**What the task asks**.
Copy every line in the items below that contains the word "roof". Case counts, so a line matches only when the letters agree in upper and lower case.

==== Provided entries

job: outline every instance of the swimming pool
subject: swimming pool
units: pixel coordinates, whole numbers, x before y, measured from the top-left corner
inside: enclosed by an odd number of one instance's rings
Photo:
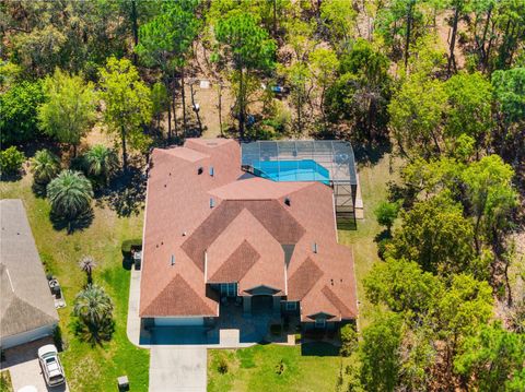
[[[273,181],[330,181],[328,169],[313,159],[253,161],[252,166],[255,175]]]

========
==== Provided entries

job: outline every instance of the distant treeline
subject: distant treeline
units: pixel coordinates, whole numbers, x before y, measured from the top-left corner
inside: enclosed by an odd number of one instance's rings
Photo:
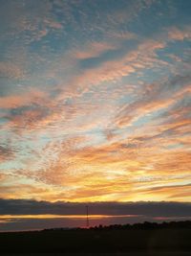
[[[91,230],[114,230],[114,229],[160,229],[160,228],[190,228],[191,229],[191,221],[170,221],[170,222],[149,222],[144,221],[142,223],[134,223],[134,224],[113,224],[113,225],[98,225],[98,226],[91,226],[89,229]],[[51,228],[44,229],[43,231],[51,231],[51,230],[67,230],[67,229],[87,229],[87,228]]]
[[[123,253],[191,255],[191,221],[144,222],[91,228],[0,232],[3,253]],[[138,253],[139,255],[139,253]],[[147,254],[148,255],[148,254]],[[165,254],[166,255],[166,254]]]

========
==== Provided entries

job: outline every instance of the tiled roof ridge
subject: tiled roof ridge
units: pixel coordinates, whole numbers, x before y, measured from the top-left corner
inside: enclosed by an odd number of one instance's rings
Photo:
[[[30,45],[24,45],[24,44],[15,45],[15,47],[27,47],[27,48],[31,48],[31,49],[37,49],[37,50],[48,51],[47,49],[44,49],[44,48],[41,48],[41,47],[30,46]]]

========

**Solution**.
job: outline every instance of the tiled roof ridge
subject: tiled roof ridge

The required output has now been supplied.